-- START Reading text --
# Input and target data

The SPR dataset consists of multi-sensor satellite observations and retrieval ancillary data that are matched with corresponding precipitation estimates from ground-based precipitation radars. In total, four sources of retrieval input data are available in each dataset: PMW obsrvations from GMI or AMTS (contained in  ``gmi`` or ``atms`` folders), GOES-16 ABI geostationary observations (contained in the ``geo`` folders) and geostationary IR-window channel observations ``geo_ir``.

The file structure is different for the data spatial and tabular format. While the data in tabular format is combined into a single file, the data in spatial format is split up into a separate file for each scene and indexed with the median scan time from that scene.

## GMI and ATMS observations

The GMI and ATMS observations contain the variables ``observations`` and ``earth_incidence_angle`` containing the PMW observations and the corresponding earth-incidence angles.

### Spatial format

In [1]:
import xarray as xr
from satrain.data import list_files
from satrain.config import get_data_path
files = list_files("spr/gmi/training/gridded/spatial/gmi")
satrain_path = get_data_path()
xr.load_dataset(satrain_path / files[0])

### Tabular format

In [2]:
import xarray as xr
from satrain.data import list_files
from satrain.config import get_data_path
files = list_files("spr/gmi/training/gridded/tabular/gmi")
satrain_path = get_data_path()
xr.load_dataset(satrain_path / files[0])

## Ancillary data

The ancillary data contains environmental data that is designed to complement the satellite observations and improve the retrieval accuracy.

Currently, the following variables are available:

 1. Wet-bulb temperature
 2. Lapse rate
 3. Total-colum water vapor
 4. Moisture convergence
 5. Leaf area index
 6. Snow depth
 7. Orographic wind
 8. 10-meter wind
 9. Land fraction
 10. Ice fraction
 11. PMW L1C quality flag
 12. Sunglint angle
 13. GPROF Airlifting index


### Spatial format

In [3]:
import xarray as xr
from satrain.data import list_files
from satrain.config import get_data_path
files = list_files("spr/gmi/training/gridded/spatial/ancillary")
-- END Reading text --
Required task:
Please copy out the SPR input and target data page above word for word, from its first heading to its last line.
-- START Dataset entries --
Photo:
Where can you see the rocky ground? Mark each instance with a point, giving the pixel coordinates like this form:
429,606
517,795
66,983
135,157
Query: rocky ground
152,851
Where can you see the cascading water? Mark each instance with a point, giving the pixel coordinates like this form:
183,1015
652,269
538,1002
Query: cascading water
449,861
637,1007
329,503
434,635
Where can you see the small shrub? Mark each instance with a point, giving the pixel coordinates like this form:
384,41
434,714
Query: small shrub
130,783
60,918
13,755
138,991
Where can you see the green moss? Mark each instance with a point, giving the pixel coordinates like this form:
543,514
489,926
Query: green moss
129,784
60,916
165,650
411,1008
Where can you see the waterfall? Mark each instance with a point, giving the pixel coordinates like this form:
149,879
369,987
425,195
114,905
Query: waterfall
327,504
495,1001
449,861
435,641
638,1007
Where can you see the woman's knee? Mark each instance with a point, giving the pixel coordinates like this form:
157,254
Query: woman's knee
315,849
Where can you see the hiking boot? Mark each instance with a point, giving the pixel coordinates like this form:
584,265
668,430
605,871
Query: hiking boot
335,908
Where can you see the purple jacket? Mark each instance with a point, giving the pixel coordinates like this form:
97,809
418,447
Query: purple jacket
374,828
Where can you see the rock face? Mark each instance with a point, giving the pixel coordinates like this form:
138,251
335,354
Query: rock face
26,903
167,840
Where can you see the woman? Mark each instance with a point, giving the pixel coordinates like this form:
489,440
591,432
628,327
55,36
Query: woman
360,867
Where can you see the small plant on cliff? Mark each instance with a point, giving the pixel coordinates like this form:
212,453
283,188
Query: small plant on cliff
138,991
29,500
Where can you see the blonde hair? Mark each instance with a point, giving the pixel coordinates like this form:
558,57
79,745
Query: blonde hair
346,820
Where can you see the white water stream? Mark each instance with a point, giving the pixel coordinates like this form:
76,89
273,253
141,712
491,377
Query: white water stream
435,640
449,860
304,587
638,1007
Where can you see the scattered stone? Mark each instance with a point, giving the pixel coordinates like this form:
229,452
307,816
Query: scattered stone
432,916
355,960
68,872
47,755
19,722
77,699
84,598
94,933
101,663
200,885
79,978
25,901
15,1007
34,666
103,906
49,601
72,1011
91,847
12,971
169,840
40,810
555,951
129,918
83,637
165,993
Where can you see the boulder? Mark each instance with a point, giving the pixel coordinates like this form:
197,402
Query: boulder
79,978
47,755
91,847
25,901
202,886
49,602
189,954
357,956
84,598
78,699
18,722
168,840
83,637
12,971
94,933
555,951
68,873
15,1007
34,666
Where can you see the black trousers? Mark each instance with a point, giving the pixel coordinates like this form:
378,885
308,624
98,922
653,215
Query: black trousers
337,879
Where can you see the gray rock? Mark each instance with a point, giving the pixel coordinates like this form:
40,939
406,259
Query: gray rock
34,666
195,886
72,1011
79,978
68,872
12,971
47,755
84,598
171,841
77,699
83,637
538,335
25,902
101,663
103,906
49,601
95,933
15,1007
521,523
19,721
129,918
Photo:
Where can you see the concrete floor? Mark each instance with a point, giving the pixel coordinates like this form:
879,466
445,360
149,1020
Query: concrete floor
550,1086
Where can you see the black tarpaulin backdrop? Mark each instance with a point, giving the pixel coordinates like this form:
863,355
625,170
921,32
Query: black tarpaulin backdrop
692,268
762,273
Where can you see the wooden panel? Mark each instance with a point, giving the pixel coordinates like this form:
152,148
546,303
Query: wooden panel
-- END Dataset entries --
Solved exercise:
# Input and target data

The SPR dataset consists of multi-sensor satellite observations and retrieval ancillary data that are matched with corresponding precipitation estimates from ground-based precipitation radars. In total, four sources of retrieval input data are available in each dataset: PMW obsrvations from GMI or AMTS (contained in  ``gmi`` or ``atms`` folders), GOES-16 ABI geostationary observations (contained in the ``geo`` folders) and geostationary IR-window channel observations ``geo_ir``.

The file structure is different for the data spatial and tabular format. While the data in tabular format is combined into a single file, the data in spatial format is split up into a separate file for each scene and indexed with the median scan time from that scene.

## GMI and ATMS observations

The GMI and ATMS observations contain the variables ``observations`` and ``earth_incidence_angle`` containing the PMW observations and the corresponding earth-incidence angles.

### Spatial format

In [1]:
import xarray as xr
from satrain.data import list_files
from satrain.config import get_data_path
files = list_files("spr/gmi/training/gridded/spatial/gmi")
satrain_path = get_data_path()
xr.load_dataset(satrain_path / files[0])

### Tabular format

In [2]:
import xarray as xr
from satrain.data import list_files
from satrain.config import get_data_path
files = list_files("spr/gmi/training/gridded/tabular/gmi")
satrain_path = get_data_path()
xr.load_dataset(satrain_path / files[0])

## Ancillary data

The ancillary data contains environmental data that is designed to complement the satellite observations and improve the retrieval accuracy.

Currently, the following variables are available:

 1. Wet-bulb temperature
 2. Lapse rate
 3. Total-colum water vapor
 4. Moisture convergence
 5. Leaf area index
 6. Snow depth
 7. Orographic wind
 8. 10-meter wind
 9. Land fraction
 10. Ice fraction
 11. PMW L1C quality flag
 12. Sunglint angle
 13. GPROF Airlifting index


### Spatial format

In [3]:
import xarray as xr
from satrain.data import list_files
from satrain.config import get_data_path
files = list_files("spr/gmi/training/gridded/spatial/ancillary")